__Text provided__.
*****

Don’t pay attention to the headlines or the major MAs. This wedge is all that matters.
PRE-OPEN MARKET COMMENTS THURSDAY – It’s all about the wedge that is forming on the daily S&P 500 chart. The 50-Day, 100-day, and 200-day MAs are inside of that compression and they are being crossed with frequency. Be mindful of them when day trading, but don’t expect follow though.
The longer term trend is down so I give that High- trendline more credence.
You can slice and dice the headlines any way you want, but the same forces that were in play eight months ago are attracting buyers and sellers. One day the bearish influences are in focus and the next day the bullish influences are in focus.
Bulls – The Fed is slowing the pace of tightening, job growth is good, inflation is starting to ease, corporate buybacks are at record levels and cash is at a record $4.8T.
Bears – The yield curve is inverted, the Fed is not done tightening, no one is considering the balance sheet run-off, China is shutting down because of Covid-19, the debt ceiling will be hit and prices remain high.
Buyers and sellers are paired off. That is why we are seeing decent volume on these moves both ways.

*****

__Information provided__.
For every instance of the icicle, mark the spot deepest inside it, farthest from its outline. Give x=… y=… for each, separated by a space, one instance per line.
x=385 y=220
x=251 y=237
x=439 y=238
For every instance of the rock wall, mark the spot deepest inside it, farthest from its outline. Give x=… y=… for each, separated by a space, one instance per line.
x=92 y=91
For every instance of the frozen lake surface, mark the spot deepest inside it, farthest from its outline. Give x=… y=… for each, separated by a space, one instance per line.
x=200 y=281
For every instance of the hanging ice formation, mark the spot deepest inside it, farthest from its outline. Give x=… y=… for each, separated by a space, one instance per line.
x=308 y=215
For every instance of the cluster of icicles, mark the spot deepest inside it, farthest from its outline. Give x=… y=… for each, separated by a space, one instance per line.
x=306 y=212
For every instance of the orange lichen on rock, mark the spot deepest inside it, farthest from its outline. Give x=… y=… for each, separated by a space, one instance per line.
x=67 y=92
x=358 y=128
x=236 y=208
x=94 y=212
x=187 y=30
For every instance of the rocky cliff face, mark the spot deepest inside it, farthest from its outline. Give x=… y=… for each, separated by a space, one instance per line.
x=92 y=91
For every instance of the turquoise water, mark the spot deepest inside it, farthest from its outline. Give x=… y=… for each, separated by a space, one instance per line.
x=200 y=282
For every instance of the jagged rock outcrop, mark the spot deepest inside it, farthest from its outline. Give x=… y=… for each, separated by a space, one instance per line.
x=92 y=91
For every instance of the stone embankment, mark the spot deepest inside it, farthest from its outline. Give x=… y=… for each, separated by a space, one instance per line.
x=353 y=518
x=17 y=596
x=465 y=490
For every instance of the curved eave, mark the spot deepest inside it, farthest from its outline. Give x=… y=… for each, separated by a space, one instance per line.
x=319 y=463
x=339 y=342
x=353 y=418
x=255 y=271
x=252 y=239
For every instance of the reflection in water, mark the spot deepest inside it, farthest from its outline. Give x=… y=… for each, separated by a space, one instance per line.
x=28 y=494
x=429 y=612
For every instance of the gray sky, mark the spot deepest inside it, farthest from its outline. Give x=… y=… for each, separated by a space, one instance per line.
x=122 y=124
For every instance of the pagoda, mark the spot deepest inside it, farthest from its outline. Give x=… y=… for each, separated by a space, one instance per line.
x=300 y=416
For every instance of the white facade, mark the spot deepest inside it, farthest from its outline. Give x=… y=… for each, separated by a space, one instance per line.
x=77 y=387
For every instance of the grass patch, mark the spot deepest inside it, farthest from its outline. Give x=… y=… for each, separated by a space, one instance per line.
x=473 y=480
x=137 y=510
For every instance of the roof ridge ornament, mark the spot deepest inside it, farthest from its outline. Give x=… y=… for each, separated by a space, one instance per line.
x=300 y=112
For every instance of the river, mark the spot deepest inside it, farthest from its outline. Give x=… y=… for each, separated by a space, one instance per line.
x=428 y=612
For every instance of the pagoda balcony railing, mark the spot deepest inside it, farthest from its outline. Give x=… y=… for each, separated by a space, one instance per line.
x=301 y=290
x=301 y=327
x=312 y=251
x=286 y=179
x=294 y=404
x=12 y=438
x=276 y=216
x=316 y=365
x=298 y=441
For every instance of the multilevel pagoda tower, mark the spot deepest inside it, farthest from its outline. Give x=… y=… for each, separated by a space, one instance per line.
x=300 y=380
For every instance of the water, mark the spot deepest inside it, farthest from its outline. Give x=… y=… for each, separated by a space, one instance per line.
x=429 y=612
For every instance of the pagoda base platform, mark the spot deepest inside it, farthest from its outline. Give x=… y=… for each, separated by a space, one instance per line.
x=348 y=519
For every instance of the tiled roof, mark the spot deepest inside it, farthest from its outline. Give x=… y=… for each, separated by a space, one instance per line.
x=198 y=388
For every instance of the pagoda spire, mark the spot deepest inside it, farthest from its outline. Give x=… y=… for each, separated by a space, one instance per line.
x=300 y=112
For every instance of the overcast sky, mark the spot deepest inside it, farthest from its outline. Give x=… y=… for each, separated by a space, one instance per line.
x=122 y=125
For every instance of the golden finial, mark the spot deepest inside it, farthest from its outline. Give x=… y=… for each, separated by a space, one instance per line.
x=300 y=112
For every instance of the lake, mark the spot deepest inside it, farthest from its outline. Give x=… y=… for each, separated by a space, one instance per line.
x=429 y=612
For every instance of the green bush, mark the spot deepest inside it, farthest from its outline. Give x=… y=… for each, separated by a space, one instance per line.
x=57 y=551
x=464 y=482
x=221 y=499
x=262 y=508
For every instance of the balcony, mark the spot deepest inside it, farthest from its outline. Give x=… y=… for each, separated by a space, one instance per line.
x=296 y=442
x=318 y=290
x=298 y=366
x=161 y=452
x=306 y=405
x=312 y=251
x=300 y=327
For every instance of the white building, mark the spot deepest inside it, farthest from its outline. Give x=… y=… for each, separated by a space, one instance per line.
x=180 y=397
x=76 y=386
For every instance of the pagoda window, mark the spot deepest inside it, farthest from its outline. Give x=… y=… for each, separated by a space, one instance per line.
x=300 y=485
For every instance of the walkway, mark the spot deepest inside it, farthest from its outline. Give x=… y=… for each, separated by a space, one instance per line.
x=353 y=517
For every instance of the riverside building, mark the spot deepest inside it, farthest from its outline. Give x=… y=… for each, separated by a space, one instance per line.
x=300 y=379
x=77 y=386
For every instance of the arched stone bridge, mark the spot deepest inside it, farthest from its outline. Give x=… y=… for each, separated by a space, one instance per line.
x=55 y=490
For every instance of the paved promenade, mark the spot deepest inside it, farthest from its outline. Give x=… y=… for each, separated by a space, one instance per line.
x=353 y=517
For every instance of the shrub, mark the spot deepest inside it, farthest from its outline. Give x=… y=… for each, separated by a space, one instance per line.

*****

__Prompt 1__. Extract from the market commentary the passage from "Don’t pay attention" up to and including "trendline more credence.", copying it word for word.
__Prompt 2__. Continue the market commentary about the S&P 500 wedge, starting right after its last sentence.
The items are separate material and have no connection to the market commentary.

__Answer 1__.
Don’t pay attention to the headlines or the major MAs. This wedge is all that matters.
PRE-OPEN MARKET COMMENTS THURSDAY – It’s all about the wedge that is forming on the daily S&P 500 chart. The 50-Day, 100-day, and 200-day MAs are inside of that compression and they are being crossed with frequency. Be mindful of them when day trading, but don’t expect follow though.
The longer term trend is down so I give that High- trendline more credence.

__Answer 2__.
We are going to get a breakout. I don’t care which way we go, I am just watching the technical and not the headlines. I urge you to do the same.
Longer term swing traders should keep their powder dry until we know which way the market is going to break.
Day traders, we are back below the major MAs. Yesterday was a nice bearish trend day and this morning we have follow through selling. Stay very flexible. I suggest keeping swings to a bare minimum. If you carry overnights, keep them very short term and try to have a balance. Three Fed governors speak today so expect intraday volatility.
Support is at the D1 Low+ and resistance is at the High-. Everything in between is shit. We are crossing these MAs at will. If we get through them with ease, go with the flow. If we hang around them, look for a reversal.